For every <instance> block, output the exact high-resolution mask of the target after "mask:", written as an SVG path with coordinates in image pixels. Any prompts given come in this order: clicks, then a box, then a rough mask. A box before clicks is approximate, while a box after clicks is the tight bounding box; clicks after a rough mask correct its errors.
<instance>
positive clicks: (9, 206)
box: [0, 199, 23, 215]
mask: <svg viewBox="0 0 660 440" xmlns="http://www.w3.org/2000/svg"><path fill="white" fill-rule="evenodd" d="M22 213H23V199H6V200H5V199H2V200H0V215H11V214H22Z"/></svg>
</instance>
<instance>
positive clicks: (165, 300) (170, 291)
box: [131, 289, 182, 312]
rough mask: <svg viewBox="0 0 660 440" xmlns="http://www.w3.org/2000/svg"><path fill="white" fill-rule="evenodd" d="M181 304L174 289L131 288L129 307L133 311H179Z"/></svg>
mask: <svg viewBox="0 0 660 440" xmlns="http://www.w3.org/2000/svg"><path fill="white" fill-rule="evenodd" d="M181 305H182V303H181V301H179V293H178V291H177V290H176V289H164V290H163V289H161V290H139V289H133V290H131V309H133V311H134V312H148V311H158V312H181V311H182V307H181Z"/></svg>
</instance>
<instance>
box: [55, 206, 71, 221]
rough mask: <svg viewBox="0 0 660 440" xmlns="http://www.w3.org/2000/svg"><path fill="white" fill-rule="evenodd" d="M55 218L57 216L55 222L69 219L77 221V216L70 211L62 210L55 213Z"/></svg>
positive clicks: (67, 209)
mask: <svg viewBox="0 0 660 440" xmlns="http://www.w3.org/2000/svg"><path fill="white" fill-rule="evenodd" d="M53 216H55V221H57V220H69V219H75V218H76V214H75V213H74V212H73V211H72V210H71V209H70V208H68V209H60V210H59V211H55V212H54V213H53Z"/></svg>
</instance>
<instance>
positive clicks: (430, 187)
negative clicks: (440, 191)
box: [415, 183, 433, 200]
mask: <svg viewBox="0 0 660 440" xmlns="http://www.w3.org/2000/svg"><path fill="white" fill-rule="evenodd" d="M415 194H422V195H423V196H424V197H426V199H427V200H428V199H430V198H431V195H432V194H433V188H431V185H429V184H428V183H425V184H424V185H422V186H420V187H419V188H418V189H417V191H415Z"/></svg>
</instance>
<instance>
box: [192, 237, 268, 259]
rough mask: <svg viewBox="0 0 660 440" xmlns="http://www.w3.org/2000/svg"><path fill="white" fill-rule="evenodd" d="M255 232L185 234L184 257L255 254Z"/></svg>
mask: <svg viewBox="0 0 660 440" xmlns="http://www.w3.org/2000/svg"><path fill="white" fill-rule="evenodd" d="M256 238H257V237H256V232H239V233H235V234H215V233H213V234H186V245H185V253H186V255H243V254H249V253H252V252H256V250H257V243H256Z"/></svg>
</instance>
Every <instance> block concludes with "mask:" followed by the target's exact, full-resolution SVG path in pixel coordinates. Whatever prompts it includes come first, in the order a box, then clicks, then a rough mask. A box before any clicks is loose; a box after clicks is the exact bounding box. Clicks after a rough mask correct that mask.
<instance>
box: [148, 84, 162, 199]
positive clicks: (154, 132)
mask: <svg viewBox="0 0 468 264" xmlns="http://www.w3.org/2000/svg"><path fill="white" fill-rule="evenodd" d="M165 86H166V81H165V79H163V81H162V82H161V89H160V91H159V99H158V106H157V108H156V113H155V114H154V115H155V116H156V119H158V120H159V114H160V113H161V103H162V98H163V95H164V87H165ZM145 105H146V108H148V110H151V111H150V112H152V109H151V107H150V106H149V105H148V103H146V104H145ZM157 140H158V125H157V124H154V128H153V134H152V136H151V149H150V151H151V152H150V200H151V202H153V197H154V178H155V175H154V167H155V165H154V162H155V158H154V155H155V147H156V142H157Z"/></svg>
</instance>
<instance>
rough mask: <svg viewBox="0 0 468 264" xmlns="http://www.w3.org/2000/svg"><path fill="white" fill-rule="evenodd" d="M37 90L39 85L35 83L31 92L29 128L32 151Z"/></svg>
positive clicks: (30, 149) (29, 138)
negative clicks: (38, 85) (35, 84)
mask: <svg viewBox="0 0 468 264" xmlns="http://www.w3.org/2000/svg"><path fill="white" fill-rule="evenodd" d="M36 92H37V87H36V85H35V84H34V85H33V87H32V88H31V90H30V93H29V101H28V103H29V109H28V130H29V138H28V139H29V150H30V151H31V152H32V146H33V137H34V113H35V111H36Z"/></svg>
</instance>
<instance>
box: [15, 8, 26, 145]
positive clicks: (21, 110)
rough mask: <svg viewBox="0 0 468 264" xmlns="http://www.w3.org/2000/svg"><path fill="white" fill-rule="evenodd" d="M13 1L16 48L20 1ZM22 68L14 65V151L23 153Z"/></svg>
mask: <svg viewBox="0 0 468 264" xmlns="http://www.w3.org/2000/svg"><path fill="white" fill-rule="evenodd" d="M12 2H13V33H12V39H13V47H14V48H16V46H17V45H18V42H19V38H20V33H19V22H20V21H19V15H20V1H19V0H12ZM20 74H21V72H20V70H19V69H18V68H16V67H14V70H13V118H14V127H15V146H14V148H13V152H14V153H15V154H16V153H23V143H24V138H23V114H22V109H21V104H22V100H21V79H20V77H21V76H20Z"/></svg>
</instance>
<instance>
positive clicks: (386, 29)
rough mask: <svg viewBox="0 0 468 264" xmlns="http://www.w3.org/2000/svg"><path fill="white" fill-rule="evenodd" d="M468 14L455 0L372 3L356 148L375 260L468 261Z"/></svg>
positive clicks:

....

- _Your objective_
Print all of the entries above again, character for character and in their original order.

- _Solution to this problem_
For every <instance> block, output the exact high-resolution mask of the target after "mask:", written as an SVG path with coordinates in image pixels. Any prompts given come in this order: clicks, then a box, then a rough mask. A box before clicks is approximate, while a box after clicks is the tight bounding box; clicks after a rough mask correct its errors.
<instance>
positive clicks: (9, 206)
box: [0, 199, 23, 215]
mask: <svg viewBox="0 0 660 440" xmlns="http://www.w3.org/2000/svg"><path fill="white" fill-rule="evenodd" d="M22 213H23V199H6V200H5V199H2V200H0V215H11V214H22Z"/></svg>
</instance>
<instance>
positive clicks: (165, 300) (170, 291)
box: [131, 289, 182, 312]
rough mask: <svg viewBox="0 0 660 440" xmlns="http://www.w3.org/2000/svg"><path fill="white" fill-rule="evenodd" d="M181 304L174 289L131 288L129 307L133 311H179Z"/></svg>
mask: <svg viewBox="0 0 660 440" xmlns="http://www.w3.org/2000/svg"><path fill="white" fill-rule="evenodd" d="M181 305H182V303H181V301H179V293H178V291H177V290H176V289H164V290H163V289H161V290H139V289H133V290H131V309H133V311H134V312H148V311H158V312H181V311H182V307H181Z"/></svg>
</instance>
<instance>
box: [55, 206, 71, 221]
rough mask: <svg viewBox="0 0 660 440" xmlns="http://www.w3.org/2000/svg"><path fill="white" fill-rule="evenodd" d="M55 218L57 216L55 222L69 219L77 221V216L70 211L62 210L55 213Z"/></svg>
positive clicks: (67, 209)
mask: <svg viewBox="0 0 660 440" xmlns="http://www.w3.org/2000/svg"><path fill="white" fill-rule="evenodd" d="M53 216H55V221H57V220H69V219H75V218H76V214H75V213H74V212H73V211H72V210H71V209H70V208H68V209H60V210H59V211H55V212H54V213H53Z"/></svg>
</instance>
<instance>
positive clicks: (430, 187)
negative clicks: (440, 191)
box: [415, 183, 433, 200]
mask: <svg viewBox="0 0 660 440" xmlns="http://www.w3.org/2000/svg"><path fill="white" fill-rule="evenodd" d="M415 194H422V195H423V196H424V197H426V199H427V200H428V199H430V198H431V195H432V194H433V188H431V185H429V184H428V183H425V184H424V185H422V186H420V187H419V188H418V189H417V191H415Z"/></svg>
</instance>
<instance>
box: [192, 237, 268, 259]
rough mask: <svg viewBox="0 0 660 440" xmlns="http://www.w3.org/2000/svg"><path fill="white" fill-rule="evenodd" d="M255 232L185 234L184 257L255 254Z"/></svg>
mask: <svg viewBox="0 0 660 440" xmlns="http://www.w3.org/2000/svg"><path fill="white" fill-rule="evenodd" d="M256 238H257V237H256V232H239V233H235V234H215V233H213V234H186V245H185V253H186V255H243V254H249V253H252V252H256V250H257V243H256Z"/></svg>
</instance>
Every <instance> block concludes with "mask:" followed by the target's exact, full-resolution SVG path in pixel coordinates. Whatever prompts it includes come first, in the order a box, then clicks, then a rough mask. A box before any clicks is loose; a box after clicks is the exact bounding box. Clicks after a rough mask correct that mask.
<instance>
box: [148, 84, 162, 199]
positive clicks: (154, 132)
mask: <svg viewBox="0 0 468 264" xmlns="http://www.w3.org/2000/svg"><path fill="white" fill-rule="evenodd" d="M165 86H166V81H165V79H163V81H162V82H161V89H160V91H159V99H158V106H157V108H156V113H155V114H154V115H155V116H156V119H158V120H159V114H160V113H161V103H162V98H163V95H164V87H165ZM145 105H146V108H148V110H151V111H150V112H152V109H151V107H150V106H149V105H148V103H146V104H145ZM157 140H158V125H157V124H154V128H153V134H152V136H151V149H150V151H151V152H150V200H151V202H153V197H154V178H155V175H154V167H155V165H154V162H155V158H154V155H155V147H156V142H157Z"/></svg>
</instance>
<instance>
rough mask: <svg viewBox="0 0 468 264" xmlns="http://www.w3.org/2000/svg"><path fill="white" fill-rule="evenodd" d="M37 90L39 85L35 83L31 92L29 128L32 151Z"/></svg>
positive clicks: (30, 149) (29, 138)
negative clicks: (38, 85) (35, 84)
mask: <svg viewBox="0 0 468 264" xmlns="http://www.w3.org/2000/svg"><path fill="white" fill-rule="evenodd" d="M36 92H37V87H36V85H35V84H34V85H33V87H32V88H31V90H30V93H29V101H28V103H29V109H28V130H29V138H28V139H29V150H30V151H31V152H32V146H33V137H34V113H35V111H36Z"/></svg>
</instance>
<instance>
box: [15, 8, 26, 145]
positive clicks: (21, 110)
rough mask: <svg viewBox="0 0 468 264" xmlns="http://www.w3.org/2000/svg"><path fill="white" fill-rule="evenodd" d="M13 1L16 48L20 1ZM22 68L14 65V151L23 153Z"/></svg>
mask: <svg viewBox="0 0 468 264" xmlns="http://www.w3.org/2000/svg"><path fill="white" fill-rule="evenodd" d="M12 2H13V33H12V39H13V47H14V48H16V46H17V45H18V42H19V38H20V33H19V22H20V21H19V15H20V1H19V0H12ZM20 74H21V72H20V70H19V69H18V68H16V67H14V70H13V118H14V127H15V146H14V148H13V152H14V153H15V154H16V153H23V143H24V138H23V114H22V109H21V104H22V100H21V79H20V77H21V76H20Z"/></svg>
</instance>
<instance>
positive clicks: (386, 29)
rough mask: <svg viewBox="0 0 468 264" xmlns="http://www.w3.org/2000/svg"><path fill="white" fill-rule="evenodd" d="M468 14L455 0L372 3L356 148L375 260L468 261Z"/></svg>
positive clicks:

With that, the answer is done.